Records shown –
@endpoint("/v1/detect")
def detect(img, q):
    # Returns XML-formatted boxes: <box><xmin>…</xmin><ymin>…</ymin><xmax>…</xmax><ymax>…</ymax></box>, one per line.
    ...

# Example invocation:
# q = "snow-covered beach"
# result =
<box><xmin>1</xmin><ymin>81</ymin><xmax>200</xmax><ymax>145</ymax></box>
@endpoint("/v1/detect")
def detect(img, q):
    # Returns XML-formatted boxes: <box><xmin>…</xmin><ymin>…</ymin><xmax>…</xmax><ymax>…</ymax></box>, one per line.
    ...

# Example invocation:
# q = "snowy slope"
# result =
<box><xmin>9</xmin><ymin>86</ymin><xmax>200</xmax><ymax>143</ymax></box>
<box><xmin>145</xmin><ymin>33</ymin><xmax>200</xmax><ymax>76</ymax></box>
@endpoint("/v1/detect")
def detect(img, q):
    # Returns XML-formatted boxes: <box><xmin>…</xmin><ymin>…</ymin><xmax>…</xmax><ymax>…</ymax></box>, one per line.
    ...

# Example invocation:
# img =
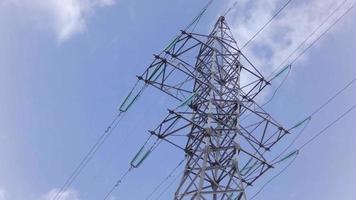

Your objective –
Any images must be left out; transcribe the rest of the material exactly.

Output for this task –
@endpoint("/v1/detect")
def detect(img, q):
    # Returns XML-formatted boxes: <box><xmin>…</xmin><ymin>…</ymin><xmax>…</xmax><ymax>…</ymax></box>, one per line.
    ...

# Example invocation:
# q = "snow-covered beach"
# result =
<box><xmin>1</xmin><ymin>81</ymin><xmax>200</xmax><ymax>145</ymax></box>
@endpoint("/v1/detect")
def detect(img, q):
    # Returns XML-formatted boxes: <box><xmin>…</xmin><ymin>…</ymin><xmax>…</xmax><ymax>…</ymax></box>, one per line.
    ...

# Example invocation:
# q = "snowy slope"
# result =
<box><xmin>9</xmin><ymin>86</ymin><xmax>200</xmax><ymax>143</ymax></box>
<box><xmin>145</xmin><ymin>33</ymin><xmax>200</xmax><ymax>76</ymax></box>
@endpoint("/v1/detect")
def detect(img, q):
    # Returns XML-formatted boxes: <box><xmin>…</xmin><ymin>…</ymin><xmax>…</xmax><ymax>…</ymax></box>, one per line.
    ...

# Example invocation:
# img =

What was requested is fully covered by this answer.